======== SOURCE EXTRACT ========

Members of the Kaniyat and their families are now scattered. Thousands are in Ajdabiya, Benghazi and other areas in Libya’s east. Some Kaniyat fighters have mobilized as backup as part of the Libyan National Army’s resistance effort against the Government of National Accord near Sirte. Many in the Haftar camp now repudiate and reject the Kaniyat, but they will not investigate, let alone arrest them.

This brief history reveals a conflict that has little in common with mainstream depictions of Libya. It shows, for instance, that partition wouldn’t solve anything. Yet it is always in the interest of both the foreign meddlers and the Libyan elites closely allied with them to portray the Libyan crisis as one simple binary antagonism or another: Cyrenaica versus Tripolitania; security versus Islamism; integrity versus corruption; neglected periphery versus urban privilege; etc. None of these shortcuts are viable. Libya’s complex and ultra-local disputes warrant a far greater level of granularity.

========

▸ **EXERCISE TASKS**
a - In the passage on Libya's conflict, where are thousands of Kaniyat members and their families now?
b - Write the next few sentences of the passage on Libya's conflict, picking up after its final sentence.

======== RECORDS SUPPLIED ========

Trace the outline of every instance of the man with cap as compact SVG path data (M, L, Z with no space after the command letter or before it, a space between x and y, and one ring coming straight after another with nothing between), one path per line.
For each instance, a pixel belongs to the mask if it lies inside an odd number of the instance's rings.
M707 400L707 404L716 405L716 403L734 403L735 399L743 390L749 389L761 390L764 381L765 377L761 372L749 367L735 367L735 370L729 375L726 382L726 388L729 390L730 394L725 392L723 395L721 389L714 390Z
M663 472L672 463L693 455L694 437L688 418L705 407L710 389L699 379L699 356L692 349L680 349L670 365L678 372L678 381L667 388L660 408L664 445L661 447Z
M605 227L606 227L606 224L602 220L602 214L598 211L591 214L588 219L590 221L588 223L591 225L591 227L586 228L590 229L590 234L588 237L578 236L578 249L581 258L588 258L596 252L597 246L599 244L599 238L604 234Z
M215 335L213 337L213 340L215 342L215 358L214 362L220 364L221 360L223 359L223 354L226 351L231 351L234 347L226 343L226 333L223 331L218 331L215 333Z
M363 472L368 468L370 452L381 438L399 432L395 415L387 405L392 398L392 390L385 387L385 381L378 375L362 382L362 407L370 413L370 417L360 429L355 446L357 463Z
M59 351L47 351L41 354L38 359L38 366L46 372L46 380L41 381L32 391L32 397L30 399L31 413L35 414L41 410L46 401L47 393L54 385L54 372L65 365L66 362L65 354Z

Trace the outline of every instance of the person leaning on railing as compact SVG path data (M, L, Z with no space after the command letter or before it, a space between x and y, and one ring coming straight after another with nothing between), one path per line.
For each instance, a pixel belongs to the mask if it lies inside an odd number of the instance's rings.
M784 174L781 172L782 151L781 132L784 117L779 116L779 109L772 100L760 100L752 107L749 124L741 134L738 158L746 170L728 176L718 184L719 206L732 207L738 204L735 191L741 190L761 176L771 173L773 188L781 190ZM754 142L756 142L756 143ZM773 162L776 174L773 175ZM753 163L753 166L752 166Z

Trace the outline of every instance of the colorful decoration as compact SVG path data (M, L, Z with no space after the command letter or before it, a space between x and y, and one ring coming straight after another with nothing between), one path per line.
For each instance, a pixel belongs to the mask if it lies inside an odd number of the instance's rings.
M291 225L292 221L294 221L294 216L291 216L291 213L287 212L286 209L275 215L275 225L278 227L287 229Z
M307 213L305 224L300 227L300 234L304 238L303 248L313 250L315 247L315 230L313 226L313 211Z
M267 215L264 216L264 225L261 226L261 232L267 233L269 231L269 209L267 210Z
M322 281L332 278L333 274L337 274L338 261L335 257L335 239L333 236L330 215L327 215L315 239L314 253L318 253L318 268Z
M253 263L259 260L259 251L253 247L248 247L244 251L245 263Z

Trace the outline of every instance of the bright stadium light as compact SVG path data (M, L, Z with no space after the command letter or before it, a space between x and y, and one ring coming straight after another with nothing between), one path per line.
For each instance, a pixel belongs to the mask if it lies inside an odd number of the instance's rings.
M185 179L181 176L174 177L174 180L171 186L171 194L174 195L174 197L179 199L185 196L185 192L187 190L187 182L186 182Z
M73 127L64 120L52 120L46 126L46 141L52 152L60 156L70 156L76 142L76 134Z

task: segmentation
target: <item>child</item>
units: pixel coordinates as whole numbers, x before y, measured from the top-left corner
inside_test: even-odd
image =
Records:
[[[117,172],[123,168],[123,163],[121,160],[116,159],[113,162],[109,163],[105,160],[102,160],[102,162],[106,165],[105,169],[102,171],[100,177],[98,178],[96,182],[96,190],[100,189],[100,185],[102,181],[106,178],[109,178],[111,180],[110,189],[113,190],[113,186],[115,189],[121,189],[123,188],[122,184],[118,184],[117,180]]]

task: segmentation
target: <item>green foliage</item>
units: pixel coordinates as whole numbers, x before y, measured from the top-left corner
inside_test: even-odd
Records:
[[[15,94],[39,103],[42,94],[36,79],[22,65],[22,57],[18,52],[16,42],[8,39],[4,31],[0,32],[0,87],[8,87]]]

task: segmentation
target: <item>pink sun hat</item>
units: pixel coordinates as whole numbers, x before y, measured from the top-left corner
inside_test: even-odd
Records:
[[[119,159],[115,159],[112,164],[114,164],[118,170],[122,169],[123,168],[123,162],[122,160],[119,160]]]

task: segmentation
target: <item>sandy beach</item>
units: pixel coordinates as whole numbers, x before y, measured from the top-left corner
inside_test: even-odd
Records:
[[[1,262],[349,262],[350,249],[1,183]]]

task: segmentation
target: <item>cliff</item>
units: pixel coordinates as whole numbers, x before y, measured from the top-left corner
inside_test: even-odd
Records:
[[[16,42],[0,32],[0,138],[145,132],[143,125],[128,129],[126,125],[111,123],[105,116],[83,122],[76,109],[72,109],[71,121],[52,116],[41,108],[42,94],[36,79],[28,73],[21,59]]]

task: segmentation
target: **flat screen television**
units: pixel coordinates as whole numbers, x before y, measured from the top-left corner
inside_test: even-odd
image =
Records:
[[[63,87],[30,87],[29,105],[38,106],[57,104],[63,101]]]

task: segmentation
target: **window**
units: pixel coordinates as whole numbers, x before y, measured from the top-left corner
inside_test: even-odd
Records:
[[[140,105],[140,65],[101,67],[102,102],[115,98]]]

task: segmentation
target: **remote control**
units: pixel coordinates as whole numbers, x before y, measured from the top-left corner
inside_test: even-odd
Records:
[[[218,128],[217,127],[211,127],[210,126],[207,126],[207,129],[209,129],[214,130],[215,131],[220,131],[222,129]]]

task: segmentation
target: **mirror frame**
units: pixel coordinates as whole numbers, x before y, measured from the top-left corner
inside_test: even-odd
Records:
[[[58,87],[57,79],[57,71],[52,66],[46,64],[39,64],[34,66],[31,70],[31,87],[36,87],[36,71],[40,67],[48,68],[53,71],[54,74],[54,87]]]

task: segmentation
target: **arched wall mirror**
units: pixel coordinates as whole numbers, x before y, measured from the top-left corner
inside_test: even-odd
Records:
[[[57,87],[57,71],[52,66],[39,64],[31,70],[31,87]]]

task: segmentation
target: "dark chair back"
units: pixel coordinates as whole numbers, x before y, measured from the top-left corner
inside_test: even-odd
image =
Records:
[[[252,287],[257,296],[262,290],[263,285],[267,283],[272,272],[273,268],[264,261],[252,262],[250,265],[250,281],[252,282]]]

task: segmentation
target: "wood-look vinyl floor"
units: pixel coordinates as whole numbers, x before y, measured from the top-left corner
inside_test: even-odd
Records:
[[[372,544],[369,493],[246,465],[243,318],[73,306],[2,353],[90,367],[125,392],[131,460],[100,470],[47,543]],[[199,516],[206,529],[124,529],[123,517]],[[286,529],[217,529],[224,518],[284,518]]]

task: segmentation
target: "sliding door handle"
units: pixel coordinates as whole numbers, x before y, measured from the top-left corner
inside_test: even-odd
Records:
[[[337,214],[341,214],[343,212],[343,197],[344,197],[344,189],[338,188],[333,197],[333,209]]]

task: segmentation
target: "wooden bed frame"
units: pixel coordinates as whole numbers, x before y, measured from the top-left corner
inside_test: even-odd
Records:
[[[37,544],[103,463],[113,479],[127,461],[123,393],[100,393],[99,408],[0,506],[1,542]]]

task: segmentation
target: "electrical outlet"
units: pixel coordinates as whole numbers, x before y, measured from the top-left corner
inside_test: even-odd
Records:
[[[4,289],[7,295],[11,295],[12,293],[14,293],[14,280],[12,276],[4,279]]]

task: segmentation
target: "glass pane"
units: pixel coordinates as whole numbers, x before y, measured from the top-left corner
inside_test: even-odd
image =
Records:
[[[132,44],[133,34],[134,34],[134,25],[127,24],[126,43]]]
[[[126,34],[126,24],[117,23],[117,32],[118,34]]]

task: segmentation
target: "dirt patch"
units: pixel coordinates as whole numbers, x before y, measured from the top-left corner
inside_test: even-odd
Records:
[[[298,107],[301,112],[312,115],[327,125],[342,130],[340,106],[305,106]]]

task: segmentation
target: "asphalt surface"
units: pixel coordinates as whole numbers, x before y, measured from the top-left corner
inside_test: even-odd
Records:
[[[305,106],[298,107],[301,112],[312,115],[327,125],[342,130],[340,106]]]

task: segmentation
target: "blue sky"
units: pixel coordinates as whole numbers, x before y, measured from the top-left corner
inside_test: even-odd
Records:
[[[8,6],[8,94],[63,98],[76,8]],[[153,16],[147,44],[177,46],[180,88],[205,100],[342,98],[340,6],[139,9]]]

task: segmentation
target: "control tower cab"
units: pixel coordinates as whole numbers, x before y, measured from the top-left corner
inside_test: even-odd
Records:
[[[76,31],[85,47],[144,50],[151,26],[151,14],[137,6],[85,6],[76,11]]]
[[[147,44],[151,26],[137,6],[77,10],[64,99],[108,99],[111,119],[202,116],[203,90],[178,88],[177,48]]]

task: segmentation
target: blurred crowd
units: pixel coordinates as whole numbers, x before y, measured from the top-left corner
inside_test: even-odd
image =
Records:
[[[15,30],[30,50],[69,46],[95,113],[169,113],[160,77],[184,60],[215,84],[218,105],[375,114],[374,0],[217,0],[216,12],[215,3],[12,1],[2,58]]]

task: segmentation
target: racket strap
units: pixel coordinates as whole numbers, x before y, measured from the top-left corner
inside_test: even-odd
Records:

========

▸ **LIST OF ANSWERS**
a - In Ajdabiya, Benghazi and other areas in Libya's east.

b -
The serial murdering of innocents by the Kaniyat since 2011 undermines yet another tenacious myth: that of a Libya made of monolithic city-states and tribes neatly united behind one political stance. This was precisely the illusion Haftar wanted to promote by orchestrating February 19’s national conference in Tarhuna, less than four months before his coalition collapsed there. The communications effort, which had necessitated logistical prowess amid the raging war, was meant to project the troubled town as the nerve center of Arab and tribal legitimacy in Libya. The implicit message was that only Haftar’s coalition, headquartered in eastern Libya, is a safe, natural fit when it comes to governing the “true” population of Libya. Last month’s discoveries belie all of this. For many years before 2019, it was the Libyan National Army’s designated enemies, the Islamists and revolutionaries, who aided and abetted the Kaniyat as they instituted their rule-by-murder model. But starting in early 2019, Haftar endorsed the same approach for the purposes of a larger war, which resulted in an acceleration of the abuses in Tarhuna.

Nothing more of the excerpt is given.